**DO THIS:**
Please report each line below that contains the word "squirrel", copying every such line in full.

**SUPPLIED ENTRIES:**
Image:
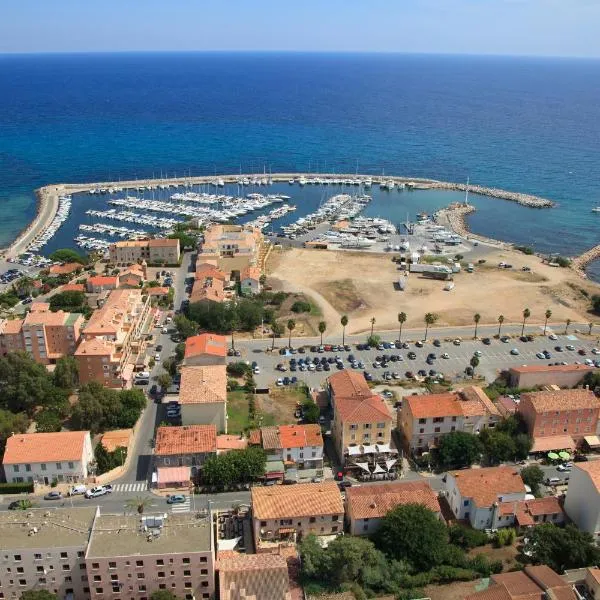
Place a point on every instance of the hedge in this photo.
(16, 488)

--

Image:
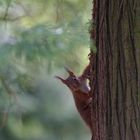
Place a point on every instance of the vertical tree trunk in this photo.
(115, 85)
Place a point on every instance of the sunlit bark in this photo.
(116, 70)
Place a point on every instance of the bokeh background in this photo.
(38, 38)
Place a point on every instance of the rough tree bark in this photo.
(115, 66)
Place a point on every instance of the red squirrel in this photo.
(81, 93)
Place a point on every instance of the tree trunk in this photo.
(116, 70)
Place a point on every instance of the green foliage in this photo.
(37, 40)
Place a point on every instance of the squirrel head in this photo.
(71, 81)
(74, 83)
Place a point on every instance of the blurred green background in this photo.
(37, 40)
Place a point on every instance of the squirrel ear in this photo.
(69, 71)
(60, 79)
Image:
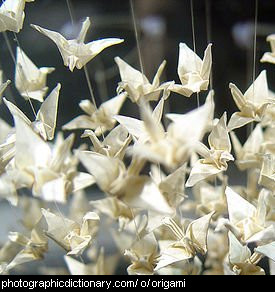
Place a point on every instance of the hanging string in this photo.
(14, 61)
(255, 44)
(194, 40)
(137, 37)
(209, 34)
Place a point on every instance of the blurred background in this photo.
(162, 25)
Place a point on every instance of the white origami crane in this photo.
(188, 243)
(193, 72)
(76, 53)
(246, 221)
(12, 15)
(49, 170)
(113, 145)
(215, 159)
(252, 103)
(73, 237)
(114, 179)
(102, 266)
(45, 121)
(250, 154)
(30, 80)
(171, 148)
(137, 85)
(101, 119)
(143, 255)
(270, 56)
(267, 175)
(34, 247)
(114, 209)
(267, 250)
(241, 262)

**FINAL RESULT:**
Place a point on every instance of the red squirrel in this photo.
Place a point on every instance of the squirrel head in this photo.
Place a point on every instance of the squirrel ear in this photo.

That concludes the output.